§ Selected text:
------------
[Dovecot] Rebuilding indexes fails on inconsistent mdbox

Stan Hoeppner stan at hardwarefreak.com
Sat Oct 27 04:45:34 EEST 2012


On 10/26/2012 1:29 PM, Milan Holzäpfel wrote:
> On Wed, 24 Oct 2012 09:01:24 -0500
> Stan Hoeppner <stan at hardwarefreak.com> wrote:
> 
>> On 10/24/2012 6:28 AM, Milan Holzäpfel wrote:
>>
>>> I have a problem with an incosistent mdbox: 
>> ...
>>> four hours after the problem initially appeared, I did a hard reset of
>>> the system because it was unresponsive.
>> ...
>>> Can anybody say something about this? May the mdbox be repaired? 
>>
>> If the box is truly unresponsive, i.e. hard locked, then the corrupted
>> indexes are only a symptom of the underlying problem, which is unrelated
>> to Dovecot, UNLESS, the lack of responsiveness was due to massive disk
>> access, which will occur when rebuilding indexes on a 6.6GB mailbox.
>> You need to know the difference so we have accurate information to
>> troubleshoot with.
> 
> Thanks for your suggestion. I wasn't looking for a solution for the
> unresponsiveness, but I failed to make that clear. 

It's likely all related.  If you have already, or will continue to, hard
reset the box, you will lose inflight data in the buffer cache, which
may very likely corrupt your mdbox files and/or indexes.  I'm a bit
shocked you'd hard reset a *slow* responding server.  Especially one
that appears to be unresponsive due to massive disk IO.  That's a recipe
for disaster...

> I was not patient enough to debug the unresponsiveness issue. The box
> was not hard locked, but any command took very look if it would at all
> complete. I think that it could be massive swapping, but I wouldn't
> expect Dovecot to be the cause. 

This leads me to believe your filesystem root, swap partition, and
Dovecot mailbox storage are all on the same disk, or small RAID set.  Is
this correct?

> After the reboot, Dovecot would happily re-execute the failing index
> rebuild on each new incoming message, which suggests that Dovecot
> wasn't the cause for the unresponsiveness. 

This operation is a tiny IO pattern compared to the 6.6GB re-indexing
operation you mentioned before.  So you can't make the simple assumption
that "Dovecot wasn't the cause for the unresponsiveness".  If fact
Dovecot likely instigated the problem, though it likely isn't the
"cause".  I'll take a stab at that below.
------------
§ Your goal: Copy the mailing list message exactly as it appears, from "On 10/26/2012 1:29" to "it was unresponsive.".
------------
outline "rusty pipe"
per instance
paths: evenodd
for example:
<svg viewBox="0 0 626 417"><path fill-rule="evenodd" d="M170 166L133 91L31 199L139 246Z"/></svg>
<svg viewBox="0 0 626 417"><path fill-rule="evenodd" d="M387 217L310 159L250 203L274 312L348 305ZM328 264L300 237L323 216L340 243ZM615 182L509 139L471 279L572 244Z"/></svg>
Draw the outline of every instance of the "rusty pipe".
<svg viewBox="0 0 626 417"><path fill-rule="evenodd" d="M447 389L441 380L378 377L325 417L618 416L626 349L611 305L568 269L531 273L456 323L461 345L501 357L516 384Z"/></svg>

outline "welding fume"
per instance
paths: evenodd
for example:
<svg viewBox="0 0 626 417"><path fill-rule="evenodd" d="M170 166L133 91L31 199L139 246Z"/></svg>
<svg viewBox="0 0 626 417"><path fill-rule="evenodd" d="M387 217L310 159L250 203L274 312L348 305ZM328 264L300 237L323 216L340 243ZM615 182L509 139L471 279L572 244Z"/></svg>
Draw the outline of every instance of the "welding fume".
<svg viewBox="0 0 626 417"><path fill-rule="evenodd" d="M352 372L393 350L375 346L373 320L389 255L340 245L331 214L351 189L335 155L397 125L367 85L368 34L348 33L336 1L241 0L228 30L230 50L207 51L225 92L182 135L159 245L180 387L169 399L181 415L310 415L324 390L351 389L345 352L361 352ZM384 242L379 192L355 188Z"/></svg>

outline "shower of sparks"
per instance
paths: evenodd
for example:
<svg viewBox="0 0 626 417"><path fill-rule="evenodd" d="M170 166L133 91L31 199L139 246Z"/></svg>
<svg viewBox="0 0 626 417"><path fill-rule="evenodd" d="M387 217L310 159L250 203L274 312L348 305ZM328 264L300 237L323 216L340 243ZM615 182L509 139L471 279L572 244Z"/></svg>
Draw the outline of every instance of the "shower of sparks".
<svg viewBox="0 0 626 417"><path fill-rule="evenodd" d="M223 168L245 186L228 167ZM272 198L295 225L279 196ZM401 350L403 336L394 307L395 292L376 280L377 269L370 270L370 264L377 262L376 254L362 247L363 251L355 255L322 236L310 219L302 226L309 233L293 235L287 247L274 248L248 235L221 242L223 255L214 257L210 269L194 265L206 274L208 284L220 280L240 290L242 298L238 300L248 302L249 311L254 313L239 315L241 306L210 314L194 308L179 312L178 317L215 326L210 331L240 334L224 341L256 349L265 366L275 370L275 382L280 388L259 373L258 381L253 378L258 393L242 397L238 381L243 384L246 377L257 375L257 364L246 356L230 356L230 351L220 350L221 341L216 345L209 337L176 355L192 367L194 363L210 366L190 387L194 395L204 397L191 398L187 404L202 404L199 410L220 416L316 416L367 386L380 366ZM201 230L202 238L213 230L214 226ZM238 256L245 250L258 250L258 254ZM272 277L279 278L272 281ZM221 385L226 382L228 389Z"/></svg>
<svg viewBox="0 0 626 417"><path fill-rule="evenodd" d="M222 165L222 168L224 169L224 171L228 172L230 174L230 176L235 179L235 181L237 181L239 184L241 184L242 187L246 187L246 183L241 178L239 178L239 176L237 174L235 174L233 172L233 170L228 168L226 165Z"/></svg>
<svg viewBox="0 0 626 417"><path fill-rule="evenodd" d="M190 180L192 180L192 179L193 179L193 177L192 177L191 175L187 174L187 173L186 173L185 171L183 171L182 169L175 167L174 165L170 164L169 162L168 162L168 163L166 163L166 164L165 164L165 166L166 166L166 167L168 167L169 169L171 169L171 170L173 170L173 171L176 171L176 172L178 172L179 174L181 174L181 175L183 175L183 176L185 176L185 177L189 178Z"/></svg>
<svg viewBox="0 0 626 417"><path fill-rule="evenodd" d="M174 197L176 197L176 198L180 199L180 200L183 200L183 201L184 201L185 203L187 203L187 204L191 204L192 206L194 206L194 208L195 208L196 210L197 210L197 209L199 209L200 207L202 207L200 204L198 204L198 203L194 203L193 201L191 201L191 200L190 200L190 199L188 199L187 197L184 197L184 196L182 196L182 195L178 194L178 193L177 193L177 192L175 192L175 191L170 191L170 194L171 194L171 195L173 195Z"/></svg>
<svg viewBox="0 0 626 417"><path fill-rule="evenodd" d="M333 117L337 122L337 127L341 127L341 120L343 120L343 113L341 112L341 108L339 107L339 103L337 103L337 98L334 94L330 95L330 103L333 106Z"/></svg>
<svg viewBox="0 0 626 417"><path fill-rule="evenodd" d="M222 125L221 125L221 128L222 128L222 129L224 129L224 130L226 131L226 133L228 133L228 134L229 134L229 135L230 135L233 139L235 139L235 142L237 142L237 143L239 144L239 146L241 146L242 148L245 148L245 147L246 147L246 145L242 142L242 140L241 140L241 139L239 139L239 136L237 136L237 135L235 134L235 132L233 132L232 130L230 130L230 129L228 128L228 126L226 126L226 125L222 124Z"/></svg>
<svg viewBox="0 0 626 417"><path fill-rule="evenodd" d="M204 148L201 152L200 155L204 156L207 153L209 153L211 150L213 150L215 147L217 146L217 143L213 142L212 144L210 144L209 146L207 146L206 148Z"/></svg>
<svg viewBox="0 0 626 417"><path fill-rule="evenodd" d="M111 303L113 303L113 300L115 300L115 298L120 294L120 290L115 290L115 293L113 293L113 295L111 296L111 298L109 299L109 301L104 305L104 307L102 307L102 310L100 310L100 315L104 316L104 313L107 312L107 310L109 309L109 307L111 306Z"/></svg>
------------
§ Solution to this problem:
On 10/26/2012 1:29 PM, Milan Holzäpfel wrote:
> On Wed, 24 Oct 2012 09:01:24 -0500
> Stan Hoeppner <stan at hardwarefreak.com> wrote:
> 
>> On 10/24/2012 6:28 AM, Milan Holzäpfel wrote:
>>
>>> I have a problem with an incosistent mdbox: 
>> ...
>>> four hours after the problem initially appeared, I did a hard reset of
>>> the system because it was unresponsive.